Pakistan asks 400,000 people to evacuate

By IANS
Thursday, August 26, 2010

ISLAMABAD - Pakistan ordered nearly half a million people to evacuate three towns in Sindh province Thursday as rising floods threatened further havoc in the southern part of the country.

In the province of Sindh, where the floods have washed away huge swathes of rich farmland on which Pakistan’s economy depends, a senior administration official warned that fresh floods threaten three towns.

“We have warned people of Sujawal, Mirpur Bathoro and Daro towns to leave for safer places in view of possible flooding there,” Geo TV quoted Hadi Bakhsh Kalhoro, the senior official in Thatta district, as saying.

“Sujawal, Mirpur Bathoro and Daro towns have an approximate population of 400,000,” he said.

Kalhoro said the warning was issued after floods caused a breach in one of the embankments at Surjani village in Thatta, close to the Indus river.

The country’s worst natural disaster has killed over 1,600 people and affected about 20 million nationwide, with the threat of disease ever-present in the camps sheltering survivors.

The UN warned that 800,000 people in desperate need of aid had been cut off by the deluge across the country and appealed for more helicopters to deliver supplies to those people reachable only by air.

Authorities were also battling Thursday to save the city of Shahdadkot from surging waters after most of its 100,000 residents had been moved to safety.

Rescuers safely evacuated 90 percent of people from the nearby flooded town of Qubo Saeed Khan. However, efforts were being made to rescue thousands of others stranded in at least 25 villages surrounding the town.

Tens of thousands of people have been evacuated from flood-threatened areas close to Hyderabad city, on the lower reaches of the Indus, where more than 40 nearby villages have been swept away.

US officials say they have encountered no hostilities in flying aid to stricken parts of Pakistan, where anti-American sentiments run deep.

In Kotri, a western suburb of Hyderabad, the Indus river had swollen from its normal width of 200 to 300 metres to almost 3.5 km, according to a local army spokesman.

But a senior engineer at Kotri barrage said that the water level was steady. “We are expecting it to start receding from tonight.”

§ **GOAL OF THE EXERCISE**
According to the article on the Sindh floods, what led to the evacuation warning for Sujawal, Mirpur Bathoro and Daro?

§ **SOURCE DATA**
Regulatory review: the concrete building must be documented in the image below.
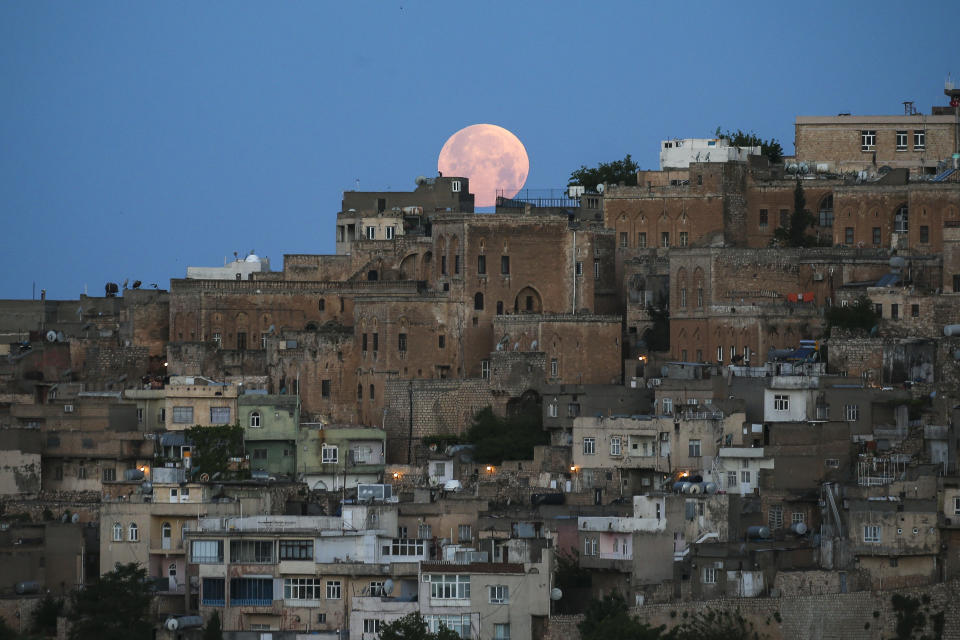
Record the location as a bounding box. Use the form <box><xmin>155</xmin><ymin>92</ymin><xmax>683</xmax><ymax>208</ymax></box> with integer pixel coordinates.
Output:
<box><xmin>660</xmin><ymin>138</ymin><xmax>760</xmax><ymax>171</ymax></box>
<box><xmin>164</xmin><ymin>376</ymin><xmax>240</xmax><ymax>431</ymax></box>
<box><xmin>297</xmin><ymin>424</ymin><xmax>387</xmax><ymax>491</ymax></box>
<box><xmin>794</xmin><ymin>102</ymin><xmax>960</xmax><ymax>176</ymax></box>
<box><xmin>237</xmin><ymin>392</ymin><xmax>300</xmax><ymax>478</ymax></box>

§ **SOLVED EXERCISE**
Floods caused a breach in one of the embankments at Surjani village in Thatta, close to the Indus river.